** Start of Passage to read **
The fa=, fs= and fx= tags were based on discussion to offer specific
handling instructions based on specific possible errors:
4.8. DSAP Tags: fa=<failure-handling>; fs=<failure-handling>;
fx=<failure-handling>;
The fa=, fs, and fx= tags define the domain preferred rejection
action policy a verifier is recommended to perform when an
unauthorized signature, failed signature or expired signature is
detected, respectively.
The fa= tag defines the handling for failed signature authorization.
The fs= tag defines the handling for failed signature verfication,
and the fx= tag defines the handling when a signature expired or key
is revoked.
Failed signature include failures related to the DKIM-Signature
hashing, syntax and encryption verification process.
<failure-handling> values:
FAIL The verifer MUST reject the transaction when
failure is detected. (Default)
SOFTFAIL The verifer SHOULD reject the transaction when
failure is detected.
IGNORE The verifer SHOULD NOT reject the transaction
when failure is detected. This value may be
defined by the domain to signify the domain is
testing DKIM and failure may occur unexpectedly.
Verifiers SHOULD consider tracking this handler
value for abuse.
The fa= and fs= tags are optional with default values of SOFTFAIL.
** End of Passage to read **
** Start of Recorded data **
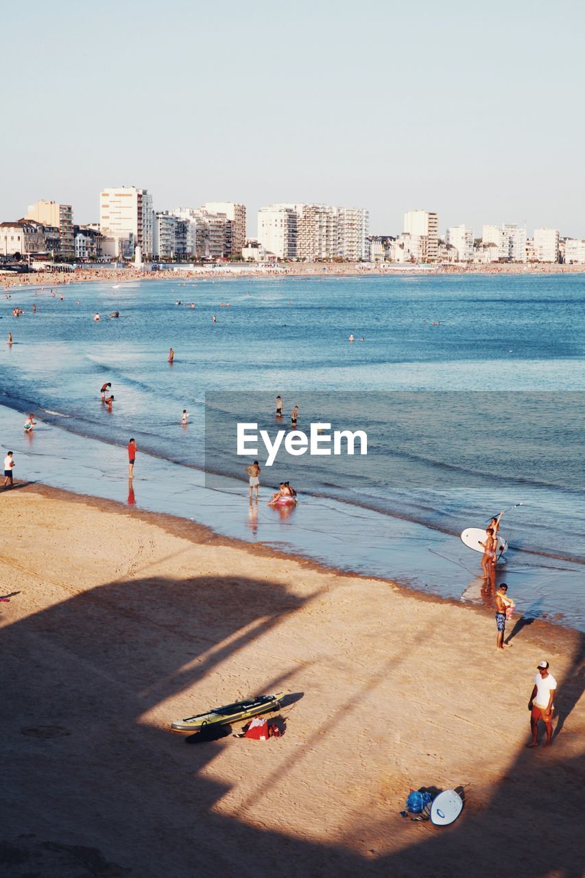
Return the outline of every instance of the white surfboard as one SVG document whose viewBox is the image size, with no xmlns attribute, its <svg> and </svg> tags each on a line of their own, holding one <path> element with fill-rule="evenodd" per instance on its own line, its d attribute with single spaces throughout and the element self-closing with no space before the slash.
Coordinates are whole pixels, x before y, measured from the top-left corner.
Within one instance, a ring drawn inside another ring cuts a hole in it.
<svg viewBox="0 0 585 878">
<path fill-rule="evenodd" d="M 454 789 L 444 792 L 433 799 L 430 805 L 430 822 L 436 826 L 447 826 L 457 820 L 463 808 L 463 799 Z"/>
<path fill-rule="evenodd" d="M 483 546 L 480 543 L 485 543 L 487 539 L 488 531 L 481 528 L 466 528 L 461 533 L 461 542 L 464 545 L 466 545 L 468 549 L 473 549 L 473 551 L 480 551 L 482 554 Z M 498 534 L 498 558 L 503 555 L 507 548 L 508 543 L 505 539 Z"/>
</svg>

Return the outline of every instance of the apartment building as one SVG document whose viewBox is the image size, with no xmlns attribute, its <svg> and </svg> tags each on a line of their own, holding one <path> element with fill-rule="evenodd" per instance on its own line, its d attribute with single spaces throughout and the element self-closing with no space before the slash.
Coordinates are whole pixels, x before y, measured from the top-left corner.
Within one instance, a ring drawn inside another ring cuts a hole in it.
<svg viewBox="0 0 585 878">
<path fill-rule="evenodd" d="M 565 262 L 567 265 L 585 264 L 585 241 L 581 238 L 565 240 Z"/>
<path fill-rule="evenodd" d="M 29 205 L 25 220 L 33 220 L 42 226 L 59 229 L 59 253 L 62 256 L 75 255 L 73 234 L 73 208 L 55 201 L 37 201 Z"/>
<path fill-rule="evenodd" d="M 269 205 L 258 211 L 257 240 L 278 259 L 297 255 L 297 220 L 294 205 Z"/>
<path fill-rule="evenodd" d="M 539 263 L 559 262 L 559 229 L 535 228 L 532 239 L 534 258 Z"/>
<path fill-rule="evenodd" d="M 468 226 L 450 226 L 445 234 L 445 243 L 454 247 L 459 263 L 470 263 L 473 258 L 473 229 Z"/>
<path fill-rule="evenodd" d="M 241 255 L 246 240 L 246 206 L 233 201 L 207 201 L 202 210 L 227 217 L 230 221 L 231 241 L 226 255 Z"/>
<path fill-rule="evenodd" d="M 438 255 L 438 214 L 433 211 L 408 211 L 404 214 L 403 231 L 421 238 L 420 262 L 437 262 Z"/>
<path fill-rule="evenodd" d="M 526 229 L 516 223 L 502 227 L 504 241 L 508 241 L 508 258 L 512 263 L 526 262 Z"/>
<path fill-rule="evenodd" d="M 105 189 L 99 196 L 99 227 L 102 234 L 129 240 L 140 246 L 143 256 L 153 253 L 152 195 L 146 189 L 121 186 Z"/>
<path fill-rule="evenodd" d="M 103 235 L 89 226 L 73 227 L 76 259 L 97 259 L 102 255 Z"/>
</svg>

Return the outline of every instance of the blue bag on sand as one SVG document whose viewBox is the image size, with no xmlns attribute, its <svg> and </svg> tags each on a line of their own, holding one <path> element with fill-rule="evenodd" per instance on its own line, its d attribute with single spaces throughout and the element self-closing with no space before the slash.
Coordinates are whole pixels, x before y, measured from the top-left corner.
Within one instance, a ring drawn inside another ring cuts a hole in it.
<svg viewBox="0 0 585 878">
<path fill-rule="evenodd" d="M 408 794 L 406 809 L 411 814 L 422 814 L 430 804 L 430 793 L 419 793 L 418 790 L 414 790 Z"/>
</svg>

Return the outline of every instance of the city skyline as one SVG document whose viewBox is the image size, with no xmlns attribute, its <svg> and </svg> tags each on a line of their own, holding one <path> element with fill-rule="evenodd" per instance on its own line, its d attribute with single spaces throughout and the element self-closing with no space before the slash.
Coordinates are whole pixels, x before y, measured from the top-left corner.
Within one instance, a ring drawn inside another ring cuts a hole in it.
** End of Recorded data **
### Stated problem 1
Please answer these from the passage on DSAP failure-handling tags:
(a) Which tag defines the handling when a signature expired or a key is revoked?
(b) Failed signatures include failures related to which parts of the DKIM-Signature process?
(c) For the IGNORE value, what should verifiers consider tracking the handler value for?
### Stated problem 2
Resume the passage on DSAP failure-handling tags, picking up right after its final sentence.
The entries bear no relation to the passage on DSAP failure-handling tags.

### Final answer 1
(a) The fx= tag.
(b) The DKIM-Signature hashing, syntax and encryption verification process.
(c) Abuse.

### Final answer 2
Examples:
fa=fail;fs=fail; fx=fail; Domain has a MUST reject immediate policy
for unauthorized, failed or expired signatures.
fa=fail; Domain has a MUST reject immediate policy for
unauthorized signatures and a SHOULD reject
immediate policy for failed and expired
signatures.
undefined values; DOMAIN has a SHOULD reject immediate policy for
all failures.
fs=fail; fx=fail; Domain has a SHOULD reject immediate policy for
unauthorized signatures and a MUST reject
immediate policy for failed and expired
signatures.
My point is simple, extended tags MUST be part of the protocol's
extendability. If there is evidence with 100% sureness there going to
be a significant compatibility problem with legacy software that can
not be corrected, then the only option is a new DMARC version 2
resource record.
I don't think we (I know I can't) can continue with DMARCbis without
Extended Tag support and be hesitant to invent them because there is a
compatibility problem.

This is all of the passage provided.